SUPPLIED PASSAGE ::
* * * * * * *

Tuesday, February 12, 2019

Day Trip to Melk Abbey

This is one of my favorite pictures from this semester and was taken during our first excursions at the start of the semester!

On the Sunday after the students arrived, the whole campus took a day trip to Melk Abbey. This was our first excursion and excitement was in the air.  The buses were so comfortable and we felt as if we were traveling in luxury...until we got to the winding road that climbed up the mountain just before our arrival.  More than a few children on board got motion sickness but quickly recovered once we departed from the buses.





Are we there yet?
Melk Abbey is a Benedictine Abbey located above the town of Melk, Lower Austria.  It is positioned on a high mountain that overlooks the Danube river that happens to connect the Wachau Valley.  According to Wikipedia, Melk Abbey contains the tomb of Saint Coloman of Stockerau and the remains of several members of the House of Babenberg described as Austria's first ruling dynasty.

Upon our arrival, we were ushered into the restaurant where our entire group was served a delicious warm yummy buffet style breakfast.  I was too busy eating to take pictures other than this one of Fr. Seraphim interacting with some of the children.  One of the families who is here from Steubenville with us has five boys seven (or six?) and under so for this first excursion, our family rode on the same bus as them.
After breakfast, we were able to take in some incredible views of the Danube River and Wachau Valley from the balcony at the rear of the restaurant.  It was on this balcony that I connected with a friend of the lovely student who stayed with us this past fall! She remembered us and offered to help us with Charlotte this semester.  She just happened to have availability during the two mornings Adam and I are in class together, too.  Praise God!  It was such a huge relief knowing we had a helper lined up as classes would be starting by the end of the following week and this had been one of my biggest concerns!

* * * * * * *

STATED TASK 1 :: List every person named in the Melk Abbey post.
The Melk Abbey post and the listing that comes after it have no connection to each other.

* * * * * * *

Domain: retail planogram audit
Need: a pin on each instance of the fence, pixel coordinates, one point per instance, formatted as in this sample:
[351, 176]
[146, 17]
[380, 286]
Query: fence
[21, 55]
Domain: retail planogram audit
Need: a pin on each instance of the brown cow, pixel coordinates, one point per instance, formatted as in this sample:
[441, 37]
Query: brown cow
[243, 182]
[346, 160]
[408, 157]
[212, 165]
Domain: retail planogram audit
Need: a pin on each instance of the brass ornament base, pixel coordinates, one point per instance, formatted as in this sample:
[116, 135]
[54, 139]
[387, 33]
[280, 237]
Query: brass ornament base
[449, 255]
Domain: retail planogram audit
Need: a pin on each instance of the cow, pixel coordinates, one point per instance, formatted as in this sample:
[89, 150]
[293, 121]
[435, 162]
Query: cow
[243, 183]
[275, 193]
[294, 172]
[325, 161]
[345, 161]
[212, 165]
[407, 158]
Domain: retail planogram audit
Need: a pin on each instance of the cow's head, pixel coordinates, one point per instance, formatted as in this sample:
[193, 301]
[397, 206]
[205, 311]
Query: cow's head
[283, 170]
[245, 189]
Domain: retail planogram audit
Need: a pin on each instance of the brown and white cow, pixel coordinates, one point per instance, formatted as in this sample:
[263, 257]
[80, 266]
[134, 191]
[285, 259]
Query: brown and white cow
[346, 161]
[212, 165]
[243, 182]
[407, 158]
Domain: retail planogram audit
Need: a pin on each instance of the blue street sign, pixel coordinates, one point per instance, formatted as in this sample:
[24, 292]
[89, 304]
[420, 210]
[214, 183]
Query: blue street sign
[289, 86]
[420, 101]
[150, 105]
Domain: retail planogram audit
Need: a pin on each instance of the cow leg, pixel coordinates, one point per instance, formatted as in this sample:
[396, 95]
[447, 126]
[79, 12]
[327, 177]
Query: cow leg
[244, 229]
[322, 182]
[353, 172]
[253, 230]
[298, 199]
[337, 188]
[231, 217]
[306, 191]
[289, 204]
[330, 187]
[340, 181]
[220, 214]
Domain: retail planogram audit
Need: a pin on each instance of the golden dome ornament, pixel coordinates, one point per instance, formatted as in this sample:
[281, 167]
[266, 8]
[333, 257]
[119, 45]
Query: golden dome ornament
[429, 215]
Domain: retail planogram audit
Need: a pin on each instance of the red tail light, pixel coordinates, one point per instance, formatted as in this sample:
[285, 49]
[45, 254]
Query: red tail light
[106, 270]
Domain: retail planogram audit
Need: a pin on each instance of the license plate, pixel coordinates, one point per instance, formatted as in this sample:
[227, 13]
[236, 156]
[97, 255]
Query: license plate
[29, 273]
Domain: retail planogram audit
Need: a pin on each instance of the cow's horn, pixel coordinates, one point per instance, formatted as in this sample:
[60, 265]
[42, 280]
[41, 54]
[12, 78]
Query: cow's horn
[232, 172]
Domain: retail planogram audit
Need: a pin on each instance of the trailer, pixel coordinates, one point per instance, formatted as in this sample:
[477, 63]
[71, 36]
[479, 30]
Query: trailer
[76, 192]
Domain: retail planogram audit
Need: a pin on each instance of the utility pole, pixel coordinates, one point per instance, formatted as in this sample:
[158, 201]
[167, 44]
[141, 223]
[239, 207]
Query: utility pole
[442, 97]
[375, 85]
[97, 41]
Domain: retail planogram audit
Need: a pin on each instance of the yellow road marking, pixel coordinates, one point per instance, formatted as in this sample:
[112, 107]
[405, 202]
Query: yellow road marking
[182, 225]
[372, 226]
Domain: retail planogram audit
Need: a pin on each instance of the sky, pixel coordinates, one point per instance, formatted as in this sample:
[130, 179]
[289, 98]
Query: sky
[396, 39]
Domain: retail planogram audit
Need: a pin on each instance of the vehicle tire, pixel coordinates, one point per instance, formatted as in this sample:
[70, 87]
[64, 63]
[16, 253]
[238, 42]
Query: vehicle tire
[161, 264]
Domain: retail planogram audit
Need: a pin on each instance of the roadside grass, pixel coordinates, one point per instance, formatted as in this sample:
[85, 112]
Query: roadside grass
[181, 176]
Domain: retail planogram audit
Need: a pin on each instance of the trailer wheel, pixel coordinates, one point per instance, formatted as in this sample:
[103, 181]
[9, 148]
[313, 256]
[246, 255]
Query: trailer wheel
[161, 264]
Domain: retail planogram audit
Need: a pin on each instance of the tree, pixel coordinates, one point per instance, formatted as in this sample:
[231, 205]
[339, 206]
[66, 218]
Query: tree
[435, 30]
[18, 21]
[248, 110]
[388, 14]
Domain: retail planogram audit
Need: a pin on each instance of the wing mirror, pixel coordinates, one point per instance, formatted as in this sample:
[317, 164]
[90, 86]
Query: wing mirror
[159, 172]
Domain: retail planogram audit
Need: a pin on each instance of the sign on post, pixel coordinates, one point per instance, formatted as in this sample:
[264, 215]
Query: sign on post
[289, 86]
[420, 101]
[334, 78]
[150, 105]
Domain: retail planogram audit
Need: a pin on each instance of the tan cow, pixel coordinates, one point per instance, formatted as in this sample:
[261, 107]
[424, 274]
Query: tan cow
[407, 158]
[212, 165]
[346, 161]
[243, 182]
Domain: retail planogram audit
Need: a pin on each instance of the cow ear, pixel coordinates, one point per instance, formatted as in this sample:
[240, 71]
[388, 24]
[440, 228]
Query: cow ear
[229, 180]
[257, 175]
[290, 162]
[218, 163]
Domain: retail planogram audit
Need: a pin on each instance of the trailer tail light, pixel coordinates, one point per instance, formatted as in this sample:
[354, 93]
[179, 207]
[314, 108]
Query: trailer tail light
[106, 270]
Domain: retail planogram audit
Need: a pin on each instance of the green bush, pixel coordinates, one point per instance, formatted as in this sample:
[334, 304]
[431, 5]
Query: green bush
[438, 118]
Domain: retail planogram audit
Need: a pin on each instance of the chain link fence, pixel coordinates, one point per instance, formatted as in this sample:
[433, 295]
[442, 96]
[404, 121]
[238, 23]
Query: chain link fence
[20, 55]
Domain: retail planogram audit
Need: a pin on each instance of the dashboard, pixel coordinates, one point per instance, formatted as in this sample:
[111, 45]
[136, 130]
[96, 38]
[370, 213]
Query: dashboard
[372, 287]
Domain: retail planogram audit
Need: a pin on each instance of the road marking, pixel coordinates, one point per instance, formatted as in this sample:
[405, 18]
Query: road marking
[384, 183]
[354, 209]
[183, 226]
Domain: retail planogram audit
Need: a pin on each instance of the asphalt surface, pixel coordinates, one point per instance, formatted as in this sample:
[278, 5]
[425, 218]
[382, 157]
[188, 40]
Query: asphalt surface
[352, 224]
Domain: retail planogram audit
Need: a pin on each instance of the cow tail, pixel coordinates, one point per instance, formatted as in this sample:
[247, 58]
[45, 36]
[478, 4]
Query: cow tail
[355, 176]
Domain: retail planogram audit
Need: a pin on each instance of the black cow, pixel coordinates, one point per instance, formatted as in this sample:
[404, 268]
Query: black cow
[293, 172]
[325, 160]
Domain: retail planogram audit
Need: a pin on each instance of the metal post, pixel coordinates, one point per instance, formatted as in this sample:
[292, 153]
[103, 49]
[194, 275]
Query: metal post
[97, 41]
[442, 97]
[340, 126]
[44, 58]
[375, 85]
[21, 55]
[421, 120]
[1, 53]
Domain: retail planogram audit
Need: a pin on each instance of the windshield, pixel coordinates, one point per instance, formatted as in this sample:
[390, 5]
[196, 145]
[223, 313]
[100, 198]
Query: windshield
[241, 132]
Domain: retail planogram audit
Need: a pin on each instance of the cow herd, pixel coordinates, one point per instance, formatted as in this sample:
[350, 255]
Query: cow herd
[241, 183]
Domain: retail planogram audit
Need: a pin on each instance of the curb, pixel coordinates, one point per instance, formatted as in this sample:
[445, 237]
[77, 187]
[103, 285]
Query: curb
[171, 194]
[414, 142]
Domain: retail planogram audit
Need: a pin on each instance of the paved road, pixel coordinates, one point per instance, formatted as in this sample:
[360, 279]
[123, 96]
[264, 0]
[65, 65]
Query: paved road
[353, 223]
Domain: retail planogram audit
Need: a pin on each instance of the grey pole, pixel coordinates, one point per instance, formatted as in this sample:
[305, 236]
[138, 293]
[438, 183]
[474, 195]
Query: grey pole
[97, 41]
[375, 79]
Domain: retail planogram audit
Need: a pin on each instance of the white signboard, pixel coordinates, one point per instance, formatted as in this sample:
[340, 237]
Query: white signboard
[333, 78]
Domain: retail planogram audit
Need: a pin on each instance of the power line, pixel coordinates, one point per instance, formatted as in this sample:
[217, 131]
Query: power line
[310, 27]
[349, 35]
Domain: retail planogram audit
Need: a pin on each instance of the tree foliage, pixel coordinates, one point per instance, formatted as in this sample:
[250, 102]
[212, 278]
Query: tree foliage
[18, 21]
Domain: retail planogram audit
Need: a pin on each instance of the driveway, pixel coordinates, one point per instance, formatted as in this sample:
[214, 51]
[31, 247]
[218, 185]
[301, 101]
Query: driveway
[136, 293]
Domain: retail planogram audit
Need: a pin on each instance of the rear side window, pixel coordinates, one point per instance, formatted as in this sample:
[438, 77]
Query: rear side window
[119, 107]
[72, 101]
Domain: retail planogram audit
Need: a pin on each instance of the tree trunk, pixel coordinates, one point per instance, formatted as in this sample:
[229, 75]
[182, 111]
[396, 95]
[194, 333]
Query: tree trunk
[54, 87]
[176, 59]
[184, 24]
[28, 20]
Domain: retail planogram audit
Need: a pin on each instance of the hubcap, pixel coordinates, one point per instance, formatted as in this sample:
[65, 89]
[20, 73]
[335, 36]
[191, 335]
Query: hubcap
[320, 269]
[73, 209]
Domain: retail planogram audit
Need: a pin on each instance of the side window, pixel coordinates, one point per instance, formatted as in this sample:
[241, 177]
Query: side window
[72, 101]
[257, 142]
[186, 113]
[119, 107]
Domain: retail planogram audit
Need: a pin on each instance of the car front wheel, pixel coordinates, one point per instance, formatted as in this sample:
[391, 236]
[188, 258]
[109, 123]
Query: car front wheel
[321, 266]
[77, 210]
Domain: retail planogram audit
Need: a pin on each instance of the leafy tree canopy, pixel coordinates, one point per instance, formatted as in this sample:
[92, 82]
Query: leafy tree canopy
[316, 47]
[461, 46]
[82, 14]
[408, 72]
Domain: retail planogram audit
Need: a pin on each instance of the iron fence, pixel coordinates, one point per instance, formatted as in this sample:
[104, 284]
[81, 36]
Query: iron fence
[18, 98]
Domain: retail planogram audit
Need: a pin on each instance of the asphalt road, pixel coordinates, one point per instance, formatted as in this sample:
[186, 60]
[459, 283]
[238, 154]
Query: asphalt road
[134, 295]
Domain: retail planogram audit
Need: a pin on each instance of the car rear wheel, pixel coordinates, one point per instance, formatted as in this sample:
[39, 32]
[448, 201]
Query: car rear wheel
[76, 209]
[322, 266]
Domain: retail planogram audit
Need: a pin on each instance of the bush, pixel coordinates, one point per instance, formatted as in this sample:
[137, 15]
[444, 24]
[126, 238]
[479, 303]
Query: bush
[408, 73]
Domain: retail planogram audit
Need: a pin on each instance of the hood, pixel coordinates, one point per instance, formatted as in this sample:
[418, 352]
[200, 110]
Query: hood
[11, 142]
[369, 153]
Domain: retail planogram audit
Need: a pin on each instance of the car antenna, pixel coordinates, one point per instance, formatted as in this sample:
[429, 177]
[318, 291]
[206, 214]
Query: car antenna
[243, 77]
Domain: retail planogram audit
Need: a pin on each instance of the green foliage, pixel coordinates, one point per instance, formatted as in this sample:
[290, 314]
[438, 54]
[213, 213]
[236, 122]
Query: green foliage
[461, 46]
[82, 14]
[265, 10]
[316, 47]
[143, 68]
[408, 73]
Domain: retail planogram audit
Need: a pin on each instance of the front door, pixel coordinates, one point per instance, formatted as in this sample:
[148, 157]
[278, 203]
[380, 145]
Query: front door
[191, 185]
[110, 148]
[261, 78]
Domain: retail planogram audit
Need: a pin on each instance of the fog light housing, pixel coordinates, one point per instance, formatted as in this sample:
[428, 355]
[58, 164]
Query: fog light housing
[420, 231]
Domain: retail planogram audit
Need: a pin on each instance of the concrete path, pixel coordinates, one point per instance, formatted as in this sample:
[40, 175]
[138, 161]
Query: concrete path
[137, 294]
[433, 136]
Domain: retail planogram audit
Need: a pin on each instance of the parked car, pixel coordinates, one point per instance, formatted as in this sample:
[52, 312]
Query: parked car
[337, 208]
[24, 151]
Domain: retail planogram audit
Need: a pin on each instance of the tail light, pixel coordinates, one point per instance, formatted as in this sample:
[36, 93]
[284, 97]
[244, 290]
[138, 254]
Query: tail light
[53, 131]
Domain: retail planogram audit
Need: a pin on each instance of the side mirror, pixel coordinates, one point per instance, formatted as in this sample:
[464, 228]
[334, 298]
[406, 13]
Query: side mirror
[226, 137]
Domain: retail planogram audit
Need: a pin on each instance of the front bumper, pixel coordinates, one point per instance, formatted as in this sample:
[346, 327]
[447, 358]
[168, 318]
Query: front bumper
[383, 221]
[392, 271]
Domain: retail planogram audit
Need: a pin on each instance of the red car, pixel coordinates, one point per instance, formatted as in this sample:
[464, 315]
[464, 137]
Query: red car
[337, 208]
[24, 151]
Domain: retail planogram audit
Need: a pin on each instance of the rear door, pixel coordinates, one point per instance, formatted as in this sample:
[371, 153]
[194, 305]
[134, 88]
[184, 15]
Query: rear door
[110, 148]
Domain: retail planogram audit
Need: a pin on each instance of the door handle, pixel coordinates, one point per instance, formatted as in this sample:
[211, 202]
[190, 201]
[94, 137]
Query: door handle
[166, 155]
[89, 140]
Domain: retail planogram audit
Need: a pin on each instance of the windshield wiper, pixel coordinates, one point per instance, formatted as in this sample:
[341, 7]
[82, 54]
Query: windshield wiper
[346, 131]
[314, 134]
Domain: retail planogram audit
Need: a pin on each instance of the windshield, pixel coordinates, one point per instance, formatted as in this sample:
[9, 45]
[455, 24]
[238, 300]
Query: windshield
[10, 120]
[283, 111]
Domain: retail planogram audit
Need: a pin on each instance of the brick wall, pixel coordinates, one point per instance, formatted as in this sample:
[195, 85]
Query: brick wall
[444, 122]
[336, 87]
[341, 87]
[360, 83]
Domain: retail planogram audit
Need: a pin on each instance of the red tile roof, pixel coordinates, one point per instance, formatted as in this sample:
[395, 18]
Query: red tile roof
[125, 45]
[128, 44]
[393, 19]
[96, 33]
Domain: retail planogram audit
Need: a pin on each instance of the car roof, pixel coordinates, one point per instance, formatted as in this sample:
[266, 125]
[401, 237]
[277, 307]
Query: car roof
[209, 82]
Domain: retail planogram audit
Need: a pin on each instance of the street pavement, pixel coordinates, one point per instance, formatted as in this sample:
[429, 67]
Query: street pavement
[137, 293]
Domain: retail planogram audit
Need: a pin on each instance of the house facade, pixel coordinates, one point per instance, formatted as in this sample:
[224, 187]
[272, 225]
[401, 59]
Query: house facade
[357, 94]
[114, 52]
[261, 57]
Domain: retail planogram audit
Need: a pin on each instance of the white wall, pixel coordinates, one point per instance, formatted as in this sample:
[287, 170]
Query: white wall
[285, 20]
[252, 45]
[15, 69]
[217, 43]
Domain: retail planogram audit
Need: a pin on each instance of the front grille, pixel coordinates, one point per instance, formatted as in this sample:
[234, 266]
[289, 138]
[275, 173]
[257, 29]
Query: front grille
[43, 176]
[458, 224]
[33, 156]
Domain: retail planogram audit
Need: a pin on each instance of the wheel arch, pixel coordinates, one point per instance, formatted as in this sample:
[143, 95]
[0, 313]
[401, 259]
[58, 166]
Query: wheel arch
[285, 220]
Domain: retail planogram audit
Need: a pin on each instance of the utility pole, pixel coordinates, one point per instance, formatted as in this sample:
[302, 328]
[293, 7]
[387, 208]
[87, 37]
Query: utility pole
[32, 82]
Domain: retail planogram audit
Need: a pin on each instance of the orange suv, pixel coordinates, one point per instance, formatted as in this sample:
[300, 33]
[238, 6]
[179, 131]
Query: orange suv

* * * * * * *

STATED TASK 2 :: Pull out every line of the listing that contains the word "housing".

EXERCISE RESPONSE 1 :: Saint Coloman of Stockerau, Fr. Seraphim, Charlotte, Adam

EXERCISE RESPONSE 2 ::
Need: a pin on each instance of the fog light housing, pixel coordinates, one point per instance, formatted as in this sample:
Query: fog light housing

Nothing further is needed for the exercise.